(Dataset rows)
.....

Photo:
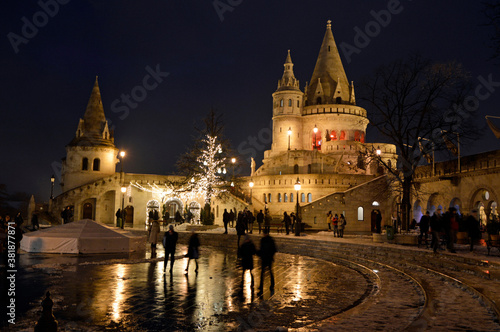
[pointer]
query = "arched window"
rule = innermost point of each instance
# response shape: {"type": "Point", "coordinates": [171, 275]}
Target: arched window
{"type": "Point", "coordinates": [97, 165]}
{"type": "Point", "coordinates": [360, 214]}
{"type": "Point", "coordinates": [85, 164]}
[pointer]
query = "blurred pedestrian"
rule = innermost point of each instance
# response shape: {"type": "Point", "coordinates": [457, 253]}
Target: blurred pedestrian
{"type": "Point", "coordinates": [225, 220]}
{"type": "Point", "coordinates": [266, 254]}
{"type": "Point", "coordinates": [473, 228]}
{"type": "Point", "coordinates": [329, 220]}
{"type": "Point", "coordinates": [246, 253]}
{"type": "Point", "coordinates": [169, 243]}
{"type": "Point", "coordinates": [342, 222]}
{"type": "Point", "coordinates": [34, 222]}
{"type": "Point", "coordinates": [335, 224]}
{"type": "Point", "coordinates": [193, 250]}
{"type": "Point", "coordinates": [436, 224]}
{"type": "Point", "coordinates": [287, 222]}
{"type": "Point", "coordinates": [154, 231]}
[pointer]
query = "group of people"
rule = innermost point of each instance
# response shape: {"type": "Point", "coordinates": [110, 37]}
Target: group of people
{"type": "Point", "coordinates": [337, 223]}
{"type": "Point", "coordinates": [447, 225]}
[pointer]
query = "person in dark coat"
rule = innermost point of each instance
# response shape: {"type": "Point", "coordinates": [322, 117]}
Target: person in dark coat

.....

Reproduce each record above by retyping it exactly; omit all images.

Photo:
[pointer]
query = "arched window"
rule = innermost point of each instance
# response shape: {"type": "Point", "coordinates": [171, 275]}
Target: arched window
{"type": "Point", "coordinates": [97, 165]}
{"type": "Point", "coordinates": [360, 214]}
{"type": "Point", "coordinates": [85, 164]}
[pointer]
query = "blurred pedestrian"
rule = innermost point of each instance
# response shape: {"type": "Point", "coordinates": [457, 253]}
Target: blurred pedestrian
{"type": "Point", "coordinates": [225, 220]}
{"type": "Point", "coordinates": [266, 254]}
{"type": "Point", "coordinates": [473, 228]}
{"type": "Point", "coordinates": [329, 220]}
{"type": "Point", "coordinates": [246, 253]}
{"type": "Point", "coordinates": [169, 243]}
{"type": "Point", "coordinates": [342, 222]}
{"type": "Point", "coordinates": [34, 222]}
{"type": "Point", "coordinates": [335, 224]}
{"type": "Point", "coordinates": [193, 250]}
{"type": "Point", "coordinates": [436, 224]}
{"type": "Point", "coordinates": [287, 222]}
{"type": "Point", "coordinates": [154, 231]}
[pointer]
query = "group of people"
rule = innermost point of each instance
# response shape: {"type": "Point", "coordinates": [110, 37]}
Target: group of people
{"type": "Point", "coordinates": [337, 223]}
{"type": "Point", "coordinates": [447, 225]}
[pointer]
query = "person in dark coat"
rule = innermost point of each instance
# response shape: {"type": "Point", "coordinates": [322, 117]}
Target: person in dark coat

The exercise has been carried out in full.